* [Text]
· · · · ·

Pride Month Doc Corner: 'Halston'

By Glenn Dunks

Once again, The Film Experience and Doc Corner is celebrating Pride Month with a focus on documentaries that tackle LGBTIQ themes. This week is Halston, a fashion bio-doc about the famed American designer.

He was arguably the most famous out homosexual in America; feted by magazines and talk-shows, lauded in name by celebrities from coast to coast. A man of a certain time who emerged timeless; a pillar of an industry that had remained strikingly insular until his brand helped bring it to the American masses. Roy Halston Frowick left his impressionable mark on history early on, designing First Lady Jacqueline Kennedy’s iconic pillbox hat and translated that mark of destiny through a career that weaved down runways, across discotheques and into department stores.

His life is given an appropriately razzle-dazzle treatment in Halston from director Frédérick Tcheng. Told through the unusual narrative device of a fictional, unknown woman researching his life through video tapes, Halston is one of the more formally interesting examples of the fashion bio-doc genre and is infused with an atmosphere that is as slinky as one of his bias-cut dresses while also embracing his extravagant Manhattan lifestyle of chic glass offices, limousines and cocaine that evoke an era of lavish and queer excess.

· · · · ·

* [Entries provided]
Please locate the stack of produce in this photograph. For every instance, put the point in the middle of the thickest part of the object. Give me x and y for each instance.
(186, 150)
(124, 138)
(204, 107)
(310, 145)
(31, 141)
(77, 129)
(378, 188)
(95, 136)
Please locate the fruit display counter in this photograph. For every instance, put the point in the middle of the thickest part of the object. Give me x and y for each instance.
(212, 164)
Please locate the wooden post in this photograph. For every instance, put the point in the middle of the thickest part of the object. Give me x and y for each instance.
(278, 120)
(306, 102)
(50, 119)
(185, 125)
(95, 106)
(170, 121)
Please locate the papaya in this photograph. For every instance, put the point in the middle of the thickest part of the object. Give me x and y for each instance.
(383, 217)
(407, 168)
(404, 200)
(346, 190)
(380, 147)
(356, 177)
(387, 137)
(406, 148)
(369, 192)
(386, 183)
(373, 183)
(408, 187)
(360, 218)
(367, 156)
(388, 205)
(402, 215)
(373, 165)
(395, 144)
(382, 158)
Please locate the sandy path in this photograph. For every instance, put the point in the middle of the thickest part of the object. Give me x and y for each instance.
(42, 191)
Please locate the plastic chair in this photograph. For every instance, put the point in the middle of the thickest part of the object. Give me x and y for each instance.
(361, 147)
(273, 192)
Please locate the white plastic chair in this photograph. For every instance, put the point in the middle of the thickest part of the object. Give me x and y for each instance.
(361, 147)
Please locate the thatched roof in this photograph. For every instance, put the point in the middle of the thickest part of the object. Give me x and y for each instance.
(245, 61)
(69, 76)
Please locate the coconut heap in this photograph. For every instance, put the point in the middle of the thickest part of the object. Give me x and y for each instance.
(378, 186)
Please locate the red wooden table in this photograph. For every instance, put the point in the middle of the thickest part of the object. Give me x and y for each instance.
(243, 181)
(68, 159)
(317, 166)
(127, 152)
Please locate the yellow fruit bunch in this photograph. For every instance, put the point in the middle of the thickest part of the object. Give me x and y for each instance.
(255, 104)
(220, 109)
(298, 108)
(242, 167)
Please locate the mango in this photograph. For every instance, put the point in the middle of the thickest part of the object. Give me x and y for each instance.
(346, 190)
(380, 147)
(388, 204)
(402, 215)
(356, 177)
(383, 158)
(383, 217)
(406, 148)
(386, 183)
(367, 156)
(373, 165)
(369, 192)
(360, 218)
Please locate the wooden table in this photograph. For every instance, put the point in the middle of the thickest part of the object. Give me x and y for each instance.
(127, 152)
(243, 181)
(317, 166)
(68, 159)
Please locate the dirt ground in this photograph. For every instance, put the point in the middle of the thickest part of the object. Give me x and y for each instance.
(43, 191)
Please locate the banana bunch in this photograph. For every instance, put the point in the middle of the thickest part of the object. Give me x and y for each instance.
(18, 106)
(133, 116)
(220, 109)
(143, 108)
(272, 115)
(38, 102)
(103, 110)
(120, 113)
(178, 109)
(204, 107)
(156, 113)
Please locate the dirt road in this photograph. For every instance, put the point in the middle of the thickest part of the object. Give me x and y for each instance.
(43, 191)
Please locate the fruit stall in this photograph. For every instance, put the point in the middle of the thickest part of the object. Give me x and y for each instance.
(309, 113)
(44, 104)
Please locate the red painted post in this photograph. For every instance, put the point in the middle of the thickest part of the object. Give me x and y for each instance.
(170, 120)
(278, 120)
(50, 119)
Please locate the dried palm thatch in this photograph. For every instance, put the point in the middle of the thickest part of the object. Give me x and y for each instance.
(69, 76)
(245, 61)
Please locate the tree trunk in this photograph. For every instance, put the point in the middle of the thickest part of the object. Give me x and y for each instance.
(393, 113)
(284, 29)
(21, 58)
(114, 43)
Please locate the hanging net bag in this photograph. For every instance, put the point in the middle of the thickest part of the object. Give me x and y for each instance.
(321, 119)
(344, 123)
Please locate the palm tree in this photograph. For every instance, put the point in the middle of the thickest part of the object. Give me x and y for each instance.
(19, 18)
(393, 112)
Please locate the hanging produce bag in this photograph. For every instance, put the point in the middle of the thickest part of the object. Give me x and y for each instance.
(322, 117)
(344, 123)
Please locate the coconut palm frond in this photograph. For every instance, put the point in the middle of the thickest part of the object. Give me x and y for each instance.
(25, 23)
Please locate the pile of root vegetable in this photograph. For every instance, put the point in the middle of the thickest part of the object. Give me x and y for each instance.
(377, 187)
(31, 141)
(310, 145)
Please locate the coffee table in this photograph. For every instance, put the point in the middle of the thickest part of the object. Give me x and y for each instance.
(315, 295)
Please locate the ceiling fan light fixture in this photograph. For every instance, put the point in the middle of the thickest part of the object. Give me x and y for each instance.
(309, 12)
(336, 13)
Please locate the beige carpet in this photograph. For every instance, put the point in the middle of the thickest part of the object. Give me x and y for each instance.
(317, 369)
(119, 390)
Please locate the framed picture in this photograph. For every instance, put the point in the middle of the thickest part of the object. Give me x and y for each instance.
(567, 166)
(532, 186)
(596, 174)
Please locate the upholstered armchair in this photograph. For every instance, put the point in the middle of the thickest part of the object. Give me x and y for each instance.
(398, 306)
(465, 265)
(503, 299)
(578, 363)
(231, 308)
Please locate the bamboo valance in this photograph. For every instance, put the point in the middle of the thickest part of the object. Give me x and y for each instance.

· · · · ·

* [Requests]
A. According to the review, who directed Halston?
B. Please explain in one to three sentences why the review calls Halston one of the more formally interesting examples of the fashion bio-doc genre.
The entries come from a different source than the review.

* [Responses to the exercise]
A. Frédérick Tcheng directed Halston.

B. The film uses an unusual narrative device: a fictional, unknown woman researches Halston's life through video tapes.